• **EXCERPTED PASSAGE**
>> Start

Half Moon Bay: Theater review by Sandy MacDonald

Boy meets girl (in a Santa Cruz bowling alley bar), makes inept attempt to pick her up. So far, ho-hum. Dan Moyer’s two-hander, however, is so un-insistently engaging, the actors’ embodiment of pursuer and pursued so appealing, that any concern about tired romantic tropes quickly dissipates. Of course both Gabe (Gabriel King) and Annie (Keilly McQuail) are somewhat damaged: Few endure their late twenties without getting scuffed up a bit. Just how much, in each case, is a question that Moyer teases out until the very last scene.

From the start, Annie—clearly a self-styled sophisticate, with her world-weary posture and sardonic default mode—feels obliged to school Gabe. “You’re just kind of going about it all pretty weird,” she says when he implores her to attend his next bowling tournament, the league championship. Dragging in late and drunk on the appointed night, she then must remind him that he has no claim on her. Indeed, Gabe’s embittered recriminations—one entails an elaborate pizza-delivery analogy—seem way out of proportion. Apparently the stakes were higher than she (or the audience) was led to believe.

>> End

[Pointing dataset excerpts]
>> Start

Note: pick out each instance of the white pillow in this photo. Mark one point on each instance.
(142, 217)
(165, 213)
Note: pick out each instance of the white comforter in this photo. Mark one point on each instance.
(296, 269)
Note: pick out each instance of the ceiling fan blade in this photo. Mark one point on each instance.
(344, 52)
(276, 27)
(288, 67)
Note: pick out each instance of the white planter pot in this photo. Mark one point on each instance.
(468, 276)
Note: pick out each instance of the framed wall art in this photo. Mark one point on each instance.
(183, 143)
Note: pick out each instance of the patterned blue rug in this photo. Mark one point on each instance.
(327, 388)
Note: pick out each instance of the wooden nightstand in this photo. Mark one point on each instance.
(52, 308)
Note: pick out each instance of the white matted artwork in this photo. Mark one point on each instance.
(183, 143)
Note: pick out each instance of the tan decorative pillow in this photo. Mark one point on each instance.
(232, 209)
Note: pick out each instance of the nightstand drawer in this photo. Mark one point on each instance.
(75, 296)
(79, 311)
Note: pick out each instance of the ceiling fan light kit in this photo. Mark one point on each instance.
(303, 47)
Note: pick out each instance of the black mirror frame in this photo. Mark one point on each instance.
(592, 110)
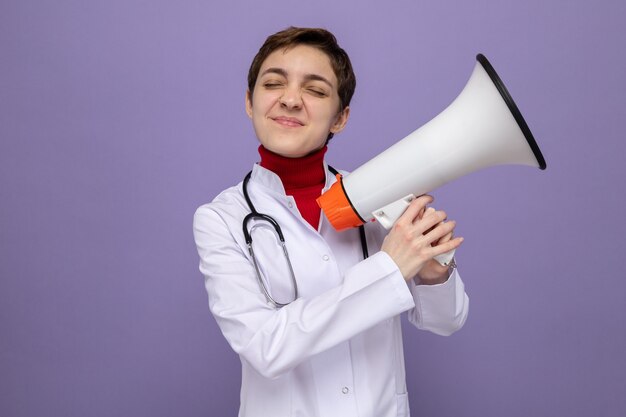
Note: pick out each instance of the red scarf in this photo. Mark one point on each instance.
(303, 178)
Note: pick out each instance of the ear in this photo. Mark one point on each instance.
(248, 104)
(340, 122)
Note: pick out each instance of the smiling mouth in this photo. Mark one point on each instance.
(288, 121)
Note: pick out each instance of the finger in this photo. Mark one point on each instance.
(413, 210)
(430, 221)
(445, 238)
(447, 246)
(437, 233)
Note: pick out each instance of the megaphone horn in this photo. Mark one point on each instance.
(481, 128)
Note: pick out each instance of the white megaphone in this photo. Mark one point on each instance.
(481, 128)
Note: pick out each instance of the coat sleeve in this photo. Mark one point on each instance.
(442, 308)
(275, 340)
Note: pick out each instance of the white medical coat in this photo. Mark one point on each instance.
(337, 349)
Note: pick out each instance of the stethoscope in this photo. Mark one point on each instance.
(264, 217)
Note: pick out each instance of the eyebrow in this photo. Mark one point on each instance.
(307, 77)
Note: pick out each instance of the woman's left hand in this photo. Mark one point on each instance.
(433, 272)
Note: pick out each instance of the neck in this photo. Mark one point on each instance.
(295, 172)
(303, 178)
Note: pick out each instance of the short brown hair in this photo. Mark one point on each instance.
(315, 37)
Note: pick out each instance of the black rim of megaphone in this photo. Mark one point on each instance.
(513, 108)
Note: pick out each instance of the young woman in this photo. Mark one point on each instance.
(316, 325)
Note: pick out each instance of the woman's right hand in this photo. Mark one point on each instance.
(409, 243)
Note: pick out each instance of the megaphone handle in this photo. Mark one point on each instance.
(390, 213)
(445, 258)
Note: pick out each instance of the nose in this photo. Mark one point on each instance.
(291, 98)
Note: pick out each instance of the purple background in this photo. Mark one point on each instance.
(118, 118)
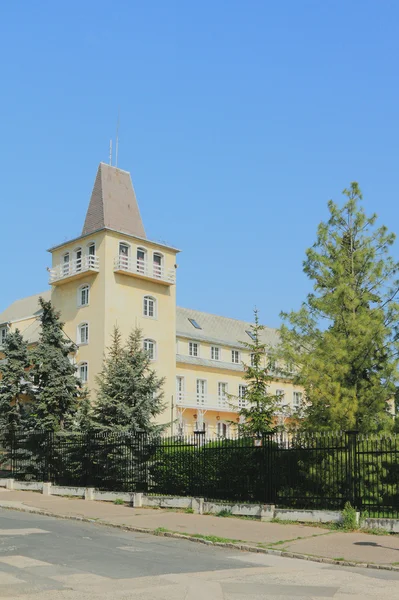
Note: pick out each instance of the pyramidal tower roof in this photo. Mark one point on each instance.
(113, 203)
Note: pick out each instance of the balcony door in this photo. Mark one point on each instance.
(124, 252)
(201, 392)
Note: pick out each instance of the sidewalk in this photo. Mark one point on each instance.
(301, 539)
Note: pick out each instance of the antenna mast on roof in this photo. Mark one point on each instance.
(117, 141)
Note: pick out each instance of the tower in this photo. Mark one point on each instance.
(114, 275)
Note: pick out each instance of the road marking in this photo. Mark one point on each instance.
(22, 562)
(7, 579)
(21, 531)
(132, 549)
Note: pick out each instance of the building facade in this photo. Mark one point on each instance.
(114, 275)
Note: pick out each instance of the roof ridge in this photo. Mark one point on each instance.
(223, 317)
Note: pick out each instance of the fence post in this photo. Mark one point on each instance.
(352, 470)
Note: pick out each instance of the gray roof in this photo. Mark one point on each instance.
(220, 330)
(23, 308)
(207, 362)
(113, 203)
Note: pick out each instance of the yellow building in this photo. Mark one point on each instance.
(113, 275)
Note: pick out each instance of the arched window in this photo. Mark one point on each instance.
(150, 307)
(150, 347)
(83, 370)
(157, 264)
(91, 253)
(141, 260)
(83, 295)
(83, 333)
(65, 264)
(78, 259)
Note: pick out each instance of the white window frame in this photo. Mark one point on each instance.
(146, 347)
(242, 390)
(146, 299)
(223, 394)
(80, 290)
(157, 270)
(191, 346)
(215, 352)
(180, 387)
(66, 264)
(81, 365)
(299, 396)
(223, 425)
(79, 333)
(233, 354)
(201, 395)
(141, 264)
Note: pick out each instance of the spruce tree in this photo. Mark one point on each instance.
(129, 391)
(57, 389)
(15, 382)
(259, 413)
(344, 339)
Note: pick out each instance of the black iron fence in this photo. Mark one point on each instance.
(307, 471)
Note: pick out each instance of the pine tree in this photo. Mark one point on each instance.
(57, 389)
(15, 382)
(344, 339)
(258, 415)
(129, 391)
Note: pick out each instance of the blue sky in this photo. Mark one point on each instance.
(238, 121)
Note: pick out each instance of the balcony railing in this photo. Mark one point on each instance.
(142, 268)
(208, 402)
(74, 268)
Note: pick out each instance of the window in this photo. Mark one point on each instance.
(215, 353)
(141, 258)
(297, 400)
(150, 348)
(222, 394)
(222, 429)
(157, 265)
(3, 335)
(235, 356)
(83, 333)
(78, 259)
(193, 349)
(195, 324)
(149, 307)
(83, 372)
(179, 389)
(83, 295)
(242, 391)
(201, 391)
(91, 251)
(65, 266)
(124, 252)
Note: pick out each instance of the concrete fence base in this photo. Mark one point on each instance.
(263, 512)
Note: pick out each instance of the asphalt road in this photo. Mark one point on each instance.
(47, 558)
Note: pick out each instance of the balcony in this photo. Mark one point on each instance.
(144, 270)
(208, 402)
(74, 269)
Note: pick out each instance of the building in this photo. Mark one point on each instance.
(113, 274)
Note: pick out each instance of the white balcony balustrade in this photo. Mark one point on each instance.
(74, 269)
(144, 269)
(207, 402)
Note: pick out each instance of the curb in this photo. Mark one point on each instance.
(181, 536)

>> End

• **PARTS OF THE EXERCISE**
1 - Answer these questions about the Half Moon Bay review:
(a) Where do Gabe and Annie first meet?
(b) Which event does Gabe ask Annie to attend?
(c) Which actor plays Annie?
2 - Continue the Half Moon Bay review from its last sentence.

• **ANSWERS TO THE EXERCISES**
1 -
(a) In a Santa Cruz bowling alley bar.
(b) His next bowling tournament, the league championship.
(c) Keilly McQuail.

2 -
Chemistry, along with a few more shots, suffices for her to invite him home (designer Reid Thompson effects an astonishing entr’acte makeover of Cherry Lane’s cramped studio space). It takes Gabe a moment to get over the as-advertised mess (“I thought you meant, like, girl-messy”), and soon, at Annie’s insistence, groping gives way to soul-baring rounds of Russian roulette—the gunless, drinking-game version, which Gabe suggests they turn into a variation on Truth or Dare. A number of tests ensue, and he rises to every challenge, from telling inane jokes—King radiates a Mike Birbiglia-ish sweetness—to improvising a supposedly seductive dance. “You can’t make me laugh,” Annie warns (the audience is under no such restrictions). As Annie keeps raising the bar, the question becomes, Who in fact is needier? Or, to put it differently, might their respective deficiencies prove a mutually beneficial match?

Such analysis misserves the free-wheeling originality of this incipient (maybe) love story. The script, studded with amusingly offbeat asides, could play well in theaters across the country, especially in the hands of a director as deft as Jess Chayes. It’s difficult, though, to imagine better enactors than the two currently negotiating a precarious bond in this modest premiere.—Sandy MacDonald

Cherry Lane Theater (Off Broadway). By Dan Moyer. Directed by Jess Chayes. With Gabriel King, Keilly McQuail. Running time: 2hrs. One intermission.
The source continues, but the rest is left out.